#### TASK STATEMENT:
Transcribe the entries exactly as they stand below, passing over any picture.

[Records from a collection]

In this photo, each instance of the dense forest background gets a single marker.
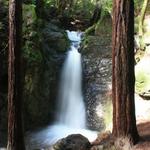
(44, 47)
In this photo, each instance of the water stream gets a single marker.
(71, 118)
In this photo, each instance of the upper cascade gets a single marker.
(74, 36)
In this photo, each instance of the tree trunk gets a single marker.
(15, 129)
(142, 16)
(123, 78)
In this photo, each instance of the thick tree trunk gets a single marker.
(15, 130)
(123, 79)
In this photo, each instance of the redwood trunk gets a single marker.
(123, 78)
(15, 130)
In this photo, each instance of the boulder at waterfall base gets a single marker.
(73, 142)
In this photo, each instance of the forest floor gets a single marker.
(143, 123)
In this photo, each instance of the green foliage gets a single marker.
(142, 81)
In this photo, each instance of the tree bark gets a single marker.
(15, 129)
(123, 78)
(142, 16)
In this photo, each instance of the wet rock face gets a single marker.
(97, 81)
(73, 142)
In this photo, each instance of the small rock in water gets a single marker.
(73, 142)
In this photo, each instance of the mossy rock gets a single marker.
(55, 38)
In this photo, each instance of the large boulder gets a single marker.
(73, 142)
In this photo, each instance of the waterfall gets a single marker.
(71, 118)
(71, 110)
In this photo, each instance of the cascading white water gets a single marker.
(71, 118)
(71, 111)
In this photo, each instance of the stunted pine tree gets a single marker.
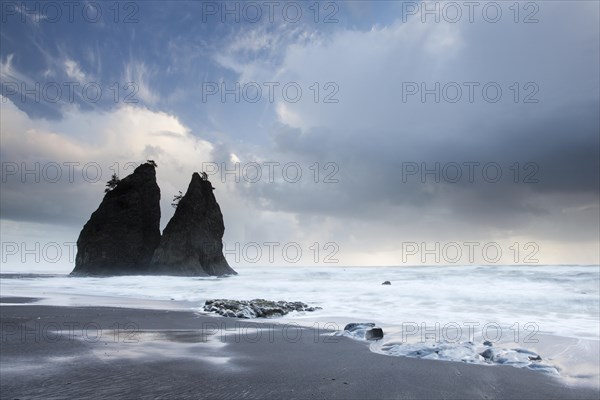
(110, 185)
(176, 199)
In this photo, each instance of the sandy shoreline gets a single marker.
(102, 352)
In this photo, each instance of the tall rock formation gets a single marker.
(122, 234)
(192, 244)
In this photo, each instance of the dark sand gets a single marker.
(171, 354)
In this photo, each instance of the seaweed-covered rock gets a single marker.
(257, 308)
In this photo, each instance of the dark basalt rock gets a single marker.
(121, 235)
(191, 244)
(257, 308)
(364, 330)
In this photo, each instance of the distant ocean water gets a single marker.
(443, 312)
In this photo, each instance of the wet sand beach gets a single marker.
(101, 352)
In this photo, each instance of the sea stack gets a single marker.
(191, 244)
(123, 233)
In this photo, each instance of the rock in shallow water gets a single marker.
(363, 330)
(257, 308)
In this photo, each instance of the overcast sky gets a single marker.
(364, 133)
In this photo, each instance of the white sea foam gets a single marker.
(515, 307)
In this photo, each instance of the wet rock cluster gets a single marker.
(257, 308)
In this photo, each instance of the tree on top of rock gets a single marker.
(110, 185)
(176, 199)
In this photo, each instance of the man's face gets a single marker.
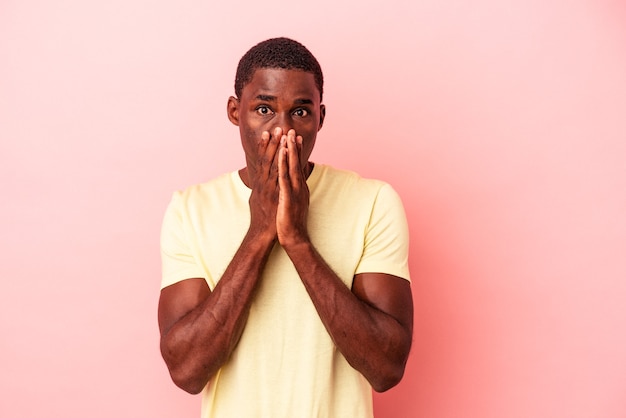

#### ANSWER FOR THIS EXERCISE:
In this photo, each instance of the dense forest background gets a single marker.
(44, 47)
In this photo, each instance of the water stream gets a single marker.
(71, 118)
In this photo, each instance of the upper cascade gets a single marker.
(74, 36)
In this photo, each instance of the tree trunk gets a single marker.
(15, 129)
(142, 16)
(123, 78)
In this photo, each instance of the thick tree trunk gets a single marker.
(15, 130)
(123, 79)
In this photo, each instance of the redwood trunk gets a single marker.
(123, 78)
(15, 130)
In this photo, each instance of the boulder at waterfall base gets a single marker.
(73, 142)
In this photo, each instance of the forest floor gets a single marker.
(143, 123)
In this photo, each instance of the green foliage gets a single marker.
(142, 81)
In this photo, each instance of the tree bark gets a single marker.
(15, 129)
(123, 78)
(142, 16)
In this photo, each instance of the wet rock face gets a single marker.
(97, 81)
(73, 142)
In this photo, each instance of the small rock in water gets a single marker.
(73, 142)
In this photo, each instance of the mossy rock gets a single marker.
(55, 38)
In this photo, each instance of the large boulder gets a single marker.
(73, 142)
In this photo, each instance of the waterfall gets a single marker.
(71, 118)
(71, 110)
In this photo, each instance of the cascading white water gets a single marker.
(71, 118)
(71, 111)
In this photo, each instance of the stunted pine tree gets a single marker.
(110, 185)
(176, 199)
In this photo, each instance of the sandy shoreline gets a single marker.
(102, 352)
In this photo, each instance of the tall rock formation gets a single marker.
(122, 234)
(192, 244)
In this photo, each instance of the dark sand gets a single marker.
(171, 354)
In this photo, each instance of the seaweed-covered rock gets a single marker.
(257, 308)
In this photo, each instance of the dark basalt rock gets a single marker.
(121, 235)
(191, 244)
(257, 308)
(364, 330)
In this photo, each instance of the distant ocean water gets a single marker.
(443, 312)
In this photo, each instance of the wet sand beach gets a single marker.
(101, 352)
In this photo, each instance of the sea stack gets a single marker.
(191, 244)
(123, 233)
In this photo, each instance of the rock in shallow water gets a single marker.
(363, 330)
(257, 308)
In this photo, each instance of the overcast sky gets a single marker.
(364, 133)
In this photo, each instance of the white sea foam gets a single marker.
(515, 307)
In this photo, each instance of the wet rock cluster gets a single marker.
(257, 308)
In this photo, each instance of the tree on top of rock gets a single marker.
(110, 185)
(176, 199)
In this photo, each instance of the man's face gets a single marker.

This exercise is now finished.